- Saved entries -
►
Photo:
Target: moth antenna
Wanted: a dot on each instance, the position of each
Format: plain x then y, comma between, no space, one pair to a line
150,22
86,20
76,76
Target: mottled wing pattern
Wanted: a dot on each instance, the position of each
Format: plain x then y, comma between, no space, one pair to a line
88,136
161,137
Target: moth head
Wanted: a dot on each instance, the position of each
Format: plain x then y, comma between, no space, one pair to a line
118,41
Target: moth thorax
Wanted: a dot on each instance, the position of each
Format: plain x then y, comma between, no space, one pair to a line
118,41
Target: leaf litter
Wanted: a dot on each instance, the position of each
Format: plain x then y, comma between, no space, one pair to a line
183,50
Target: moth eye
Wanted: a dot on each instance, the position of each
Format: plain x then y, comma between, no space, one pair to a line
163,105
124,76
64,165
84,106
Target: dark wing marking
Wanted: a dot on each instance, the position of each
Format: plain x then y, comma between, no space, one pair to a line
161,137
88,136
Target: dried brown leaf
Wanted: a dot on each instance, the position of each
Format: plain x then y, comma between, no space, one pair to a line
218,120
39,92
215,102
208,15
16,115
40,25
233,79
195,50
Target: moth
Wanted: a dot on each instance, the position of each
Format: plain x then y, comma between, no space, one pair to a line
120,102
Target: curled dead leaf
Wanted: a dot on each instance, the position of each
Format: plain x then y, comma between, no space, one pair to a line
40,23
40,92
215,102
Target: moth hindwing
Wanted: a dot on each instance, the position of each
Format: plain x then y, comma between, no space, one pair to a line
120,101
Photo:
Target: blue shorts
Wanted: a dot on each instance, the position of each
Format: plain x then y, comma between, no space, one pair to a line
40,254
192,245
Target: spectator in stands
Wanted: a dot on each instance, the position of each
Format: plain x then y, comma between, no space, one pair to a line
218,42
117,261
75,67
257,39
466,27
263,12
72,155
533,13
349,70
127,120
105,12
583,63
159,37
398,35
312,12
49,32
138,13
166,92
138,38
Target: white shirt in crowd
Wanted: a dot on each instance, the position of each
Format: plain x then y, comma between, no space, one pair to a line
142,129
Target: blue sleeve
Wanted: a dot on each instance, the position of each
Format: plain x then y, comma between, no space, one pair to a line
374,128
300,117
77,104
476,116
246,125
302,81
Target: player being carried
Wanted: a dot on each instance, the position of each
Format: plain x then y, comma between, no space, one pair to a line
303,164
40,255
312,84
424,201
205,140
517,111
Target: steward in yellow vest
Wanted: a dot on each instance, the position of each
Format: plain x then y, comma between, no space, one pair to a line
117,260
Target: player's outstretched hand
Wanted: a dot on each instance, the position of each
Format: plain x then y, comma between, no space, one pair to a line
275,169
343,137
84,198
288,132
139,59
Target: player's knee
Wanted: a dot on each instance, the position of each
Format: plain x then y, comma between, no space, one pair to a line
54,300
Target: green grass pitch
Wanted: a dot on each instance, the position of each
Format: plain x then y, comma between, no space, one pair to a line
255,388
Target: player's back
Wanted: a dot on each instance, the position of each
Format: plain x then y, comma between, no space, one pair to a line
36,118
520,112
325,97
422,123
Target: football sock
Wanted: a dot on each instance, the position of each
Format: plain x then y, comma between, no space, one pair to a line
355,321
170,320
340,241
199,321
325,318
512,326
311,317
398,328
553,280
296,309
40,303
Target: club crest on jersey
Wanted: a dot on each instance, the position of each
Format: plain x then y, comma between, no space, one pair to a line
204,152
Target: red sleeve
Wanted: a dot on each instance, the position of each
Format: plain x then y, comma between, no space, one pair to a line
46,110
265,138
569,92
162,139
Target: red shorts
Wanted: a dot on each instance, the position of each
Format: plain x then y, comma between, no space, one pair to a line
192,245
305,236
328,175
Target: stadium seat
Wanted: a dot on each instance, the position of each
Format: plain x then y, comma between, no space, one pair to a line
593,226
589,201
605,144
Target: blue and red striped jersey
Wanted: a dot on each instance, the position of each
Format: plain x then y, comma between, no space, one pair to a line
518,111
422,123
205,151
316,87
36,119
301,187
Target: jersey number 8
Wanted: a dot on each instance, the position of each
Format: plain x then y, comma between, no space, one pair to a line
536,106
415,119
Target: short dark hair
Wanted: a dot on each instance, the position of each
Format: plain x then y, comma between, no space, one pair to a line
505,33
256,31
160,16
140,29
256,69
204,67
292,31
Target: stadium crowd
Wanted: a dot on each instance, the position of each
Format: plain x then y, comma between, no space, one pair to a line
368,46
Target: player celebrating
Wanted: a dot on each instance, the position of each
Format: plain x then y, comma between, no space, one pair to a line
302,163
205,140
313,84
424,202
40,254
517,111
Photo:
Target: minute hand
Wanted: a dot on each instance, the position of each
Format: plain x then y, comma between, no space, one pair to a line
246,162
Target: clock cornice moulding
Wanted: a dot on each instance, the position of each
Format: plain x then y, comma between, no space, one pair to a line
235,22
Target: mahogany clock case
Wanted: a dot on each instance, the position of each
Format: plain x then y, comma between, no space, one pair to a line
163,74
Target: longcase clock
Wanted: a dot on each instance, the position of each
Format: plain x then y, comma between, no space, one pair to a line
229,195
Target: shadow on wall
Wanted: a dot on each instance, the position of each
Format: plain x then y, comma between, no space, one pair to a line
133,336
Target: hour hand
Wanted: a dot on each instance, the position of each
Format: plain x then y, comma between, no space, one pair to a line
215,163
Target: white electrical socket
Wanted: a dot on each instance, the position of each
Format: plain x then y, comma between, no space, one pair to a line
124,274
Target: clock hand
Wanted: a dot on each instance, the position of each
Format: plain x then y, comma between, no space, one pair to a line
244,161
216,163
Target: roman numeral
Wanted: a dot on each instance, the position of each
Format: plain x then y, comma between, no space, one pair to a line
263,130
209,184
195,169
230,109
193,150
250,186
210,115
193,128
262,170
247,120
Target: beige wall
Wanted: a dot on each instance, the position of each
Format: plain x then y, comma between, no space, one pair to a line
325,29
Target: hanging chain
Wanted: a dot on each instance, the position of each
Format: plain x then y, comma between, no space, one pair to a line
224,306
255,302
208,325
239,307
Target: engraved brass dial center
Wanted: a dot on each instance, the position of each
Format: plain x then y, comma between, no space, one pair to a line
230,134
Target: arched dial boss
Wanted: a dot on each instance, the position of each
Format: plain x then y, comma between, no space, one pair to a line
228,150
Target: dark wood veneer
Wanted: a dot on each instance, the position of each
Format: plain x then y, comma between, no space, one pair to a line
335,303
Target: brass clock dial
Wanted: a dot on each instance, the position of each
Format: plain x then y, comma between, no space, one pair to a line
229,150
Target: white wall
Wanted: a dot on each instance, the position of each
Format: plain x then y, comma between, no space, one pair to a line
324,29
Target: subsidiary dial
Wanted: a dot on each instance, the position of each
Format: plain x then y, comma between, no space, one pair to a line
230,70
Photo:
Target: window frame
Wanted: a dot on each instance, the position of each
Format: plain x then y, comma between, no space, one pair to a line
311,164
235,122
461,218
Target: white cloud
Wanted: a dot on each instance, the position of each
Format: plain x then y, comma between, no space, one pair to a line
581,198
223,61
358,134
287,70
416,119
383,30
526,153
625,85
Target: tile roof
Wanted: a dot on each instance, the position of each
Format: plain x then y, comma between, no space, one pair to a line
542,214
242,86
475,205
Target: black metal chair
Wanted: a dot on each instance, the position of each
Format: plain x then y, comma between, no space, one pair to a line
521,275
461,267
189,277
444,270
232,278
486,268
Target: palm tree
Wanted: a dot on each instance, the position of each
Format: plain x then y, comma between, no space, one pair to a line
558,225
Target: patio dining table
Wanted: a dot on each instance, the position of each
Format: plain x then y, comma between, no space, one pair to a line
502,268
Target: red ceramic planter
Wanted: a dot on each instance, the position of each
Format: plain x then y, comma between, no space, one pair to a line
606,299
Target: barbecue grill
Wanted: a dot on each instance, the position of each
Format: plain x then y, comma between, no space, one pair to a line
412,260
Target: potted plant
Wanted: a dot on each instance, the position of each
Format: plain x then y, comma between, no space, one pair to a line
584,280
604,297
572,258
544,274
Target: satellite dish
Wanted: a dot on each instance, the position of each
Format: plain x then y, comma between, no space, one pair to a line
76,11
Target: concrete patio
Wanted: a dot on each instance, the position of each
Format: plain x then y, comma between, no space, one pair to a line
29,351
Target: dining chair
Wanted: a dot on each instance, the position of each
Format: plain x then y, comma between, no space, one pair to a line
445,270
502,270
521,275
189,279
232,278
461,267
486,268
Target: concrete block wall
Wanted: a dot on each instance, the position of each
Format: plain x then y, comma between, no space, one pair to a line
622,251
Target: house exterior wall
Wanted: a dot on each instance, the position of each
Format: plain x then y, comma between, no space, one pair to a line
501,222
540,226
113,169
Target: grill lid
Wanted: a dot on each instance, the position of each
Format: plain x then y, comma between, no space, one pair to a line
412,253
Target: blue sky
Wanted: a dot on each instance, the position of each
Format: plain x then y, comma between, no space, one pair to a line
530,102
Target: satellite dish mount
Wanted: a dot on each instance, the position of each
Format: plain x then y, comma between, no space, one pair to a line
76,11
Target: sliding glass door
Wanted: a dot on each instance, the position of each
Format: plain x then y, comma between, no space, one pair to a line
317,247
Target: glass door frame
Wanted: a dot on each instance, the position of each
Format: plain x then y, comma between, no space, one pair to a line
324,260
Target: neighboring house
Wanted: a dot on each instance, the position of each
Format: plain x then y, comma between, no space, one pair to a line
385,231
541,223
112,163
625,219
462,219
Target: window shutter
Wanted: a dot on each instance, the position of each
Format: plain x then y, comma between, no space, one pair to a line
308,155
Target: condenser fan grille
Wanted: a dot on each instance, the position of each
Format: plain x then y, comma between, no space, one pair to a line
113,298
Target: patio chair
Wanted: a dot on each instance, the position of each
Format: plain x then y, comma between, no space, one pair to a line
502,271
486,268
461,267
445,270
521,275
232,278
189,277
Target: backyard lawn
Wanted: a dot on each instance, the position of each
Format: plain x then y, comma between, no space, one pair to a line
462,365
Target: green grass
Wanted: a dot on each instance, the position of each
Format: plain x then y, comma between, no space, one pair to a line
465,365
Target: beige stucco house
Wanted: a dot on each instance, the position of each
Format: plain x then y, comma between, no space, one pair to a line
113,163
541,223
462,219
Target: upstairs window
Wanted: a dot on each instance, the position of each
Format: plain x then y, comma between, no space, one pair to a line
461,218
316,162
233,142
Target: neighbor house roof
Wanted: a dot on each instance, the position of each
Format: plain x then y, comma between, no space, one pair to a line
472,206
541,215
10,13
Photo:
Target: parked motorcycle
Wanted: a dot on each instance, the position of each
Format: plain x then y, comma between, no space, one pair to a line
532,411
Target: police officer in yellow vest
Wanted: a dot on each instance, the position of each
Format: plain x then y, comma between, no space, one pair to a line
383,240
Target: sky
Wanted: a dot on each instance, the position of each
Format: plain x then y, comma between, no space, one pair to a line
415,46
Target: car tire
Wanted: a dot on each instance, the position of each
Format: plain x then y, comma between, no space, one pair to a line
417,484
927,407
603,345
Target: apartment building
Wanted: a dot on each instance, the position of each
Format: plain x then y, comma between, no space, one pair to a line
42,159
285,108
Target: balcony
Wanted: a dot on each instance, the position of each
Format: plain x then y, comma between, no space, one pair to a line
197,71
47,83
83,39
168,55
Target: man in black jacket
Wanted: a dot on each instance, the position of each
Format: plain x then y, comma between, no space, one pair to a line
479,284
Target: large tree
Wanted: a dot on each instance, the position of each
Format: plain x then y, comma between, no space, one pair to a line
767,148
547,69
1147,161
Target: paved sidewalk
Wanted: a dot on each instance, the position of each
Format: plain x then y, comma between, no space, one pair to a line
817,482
◄
- WHAT IS EXPECTED -
The lines to reproduce run from the line containing "Target: beige stucco house" to the end of the listing; write them out exactly and add nothing.

- EXERCISE RESULT -
Target: beige stucco house
Wanted: a dot on each instance, the position of each
Format: plain x then y, comma between, no space, one pair to a line
113,163
541,223
462,219
Target: upstairs window
Wanted: a dot on each instance, the position of each
Format: plain x then y, comma between, no space, one pair to a line
461,218
316,162
233,142
Target: neighbor house roof
Wanted: a dot on each instance, the position of each
Format: plain x then y, comma between, no space, one pair to a line
472,206
541,215
10,13
Photo:
Target: parked motorcycle
Wanted: a dot on each instance, the position of each
Format: plain x then y, comma between, no space, one pair to a line
532,411
Target: police officer in yellow vest
Wanted: a dot on each instance, the position of each
Format: plain x then y, comma between, no space, one pair to a line
383,240
Target: sky
Wanted: a dot on each instance, the position of each
Format: plain x then y, comma between, no space, one pair to a line
415,46
Target: car tire
Wanted: a dot on each instance, the position of each
Format: plain x then y, comma between, no space, one pair to a line
417,484
927,407
603,345
Target: apartment building
Wanted: a dot on each instance, the position of each
Format: plain x then y, comma between, no space, one pair to a line
42,159
285,108
Target: balcony
Wanted: a dot on each instance, the position of each
Format: plain x then y, comma between, no space, one pair to a line
197,71
47,83
83,39
168,55
Target: man in black jacket
Wanted: a dot on each instance, the position of each
Format: plain x then y, comma between, no space, one pair to a line
479,284
Target: large tree
Wanted: a dot on each instance, the position of each
Format: plain x then y, comma between, no space, one pair to a line
767,148
547,69
1147,161
Target: paved sidewalk
Wanted: a dot on each instance, the position of each
Format: plain x then y, comma between, no space, one pair to a line
817,482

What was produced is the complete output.